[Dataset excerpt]
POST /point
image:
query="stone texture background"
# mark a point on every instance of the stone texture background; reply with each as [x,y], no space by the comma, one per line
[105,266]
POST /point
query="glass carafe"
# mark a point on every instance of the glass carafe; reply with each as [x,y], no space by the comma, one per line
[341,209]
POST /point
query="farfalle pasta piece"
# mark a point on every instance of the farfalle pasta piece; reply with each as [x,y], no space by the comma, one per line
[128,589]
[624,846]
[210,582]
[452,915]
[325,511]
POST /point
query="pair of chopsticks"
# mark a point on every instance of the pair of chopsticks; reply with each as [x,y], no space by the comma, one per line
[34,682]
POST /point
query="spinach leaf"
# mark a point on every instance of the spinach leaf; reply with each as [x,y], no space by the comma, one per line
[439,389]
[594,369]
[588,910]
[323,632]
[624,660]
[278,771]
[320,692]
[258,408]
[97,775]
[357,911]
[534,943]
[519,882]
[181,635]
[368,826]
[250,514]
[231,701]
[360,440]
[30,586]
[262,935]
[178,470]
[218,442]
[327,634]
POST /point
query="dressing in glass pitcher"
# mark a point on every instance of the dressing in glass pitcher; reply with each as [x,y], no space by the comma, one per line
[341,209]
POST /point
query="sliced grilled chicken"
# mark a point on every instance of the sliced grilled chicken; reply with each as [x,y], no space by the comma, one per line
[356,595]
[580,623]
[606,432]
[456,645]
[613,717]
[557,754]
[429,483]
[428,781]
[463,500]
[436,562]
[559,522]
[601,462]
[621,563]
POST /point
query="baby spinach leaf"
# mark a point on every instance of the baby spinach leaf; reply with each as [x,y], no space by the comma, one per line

■ TASK STATEMENT: Lay out all of the rows above as a numbered list, one row per item, and omit any blank lines.

■ SOLUTION TO THIS TASK:
1. POST /point
2. image:
3. query="stone texture background"
4. # mark a point on every instance of the stone texture background; reply with each as [x,y], no space by the comma, one per line
5. [105,266]
6. POST /point
7. query="glass carafe"
8. # mark a point on every instance of the glass carafe; reply with each as [x,y], no space by the comma, one per line
9. [341,209]
10. POST /point
11. query="farfalle pasta piece"
12. # mark a point on every instance of the farfalle pasta piece; reply with each as [x,y], no space by the comma, one per line
13. [128,589]
14. [624,846]
15. [210,582]
16. [452,915]
17. [325,511]
18. POST /point
19. query="pair of chopsticks"
20. # mark a point on every instance of the pair of chopsticks; reply with each as [x,y], no space by the comma, one per line
21. [34,682]
22. POST /point
23. query="spinach leaf"
24. # mark a point on every instance of the spinach leaf; reply with each as [x,y], no space by the comma, one per line
25. [439,389]
26. [594,369]
27. [588,910]
28. [323,632]
29. [624,660]
30. [278,771]
31. [320,692]
32. [258,408]
33. [97,775]
34. [357,911]
35. [534,943]
36. [519,882]
37. [181,635]
38. [368,826]
39. [250,514]
40. [231,701]
41. [360,440]
42. [30,586]
43. [262,935]
44. [178,470]
45. [218,442]
46. [327,634]
47. POST /point
48. query="dressing in glass pitcher"
49. # mark a point on every instance of the dressing in glass pitcher; reply with each as [x,y], no space by the comma, one per line
50. [341,209]
51. POST /point
52. query="sliced grilled chicken"
53. # mark a point on every instance of the sliced grilled chicken; reply with each as [x,y], no space by the comma, one per line
54. [356,595]
55. [580,623]
56. [606,432]
57. [456,645]
58. [613,717]
59. [557,754]
60. [429,483]
61. [428,781]
62. [463,500]
63. [436,562]
64. [559,522]
65. [601,462]
66. [621,563]
67. POST /point
68. query="baby spinach leaf"
69. # mark a point on every instance of the baby spinach leaf; reply with each as [x,y], no space by the comma, one per line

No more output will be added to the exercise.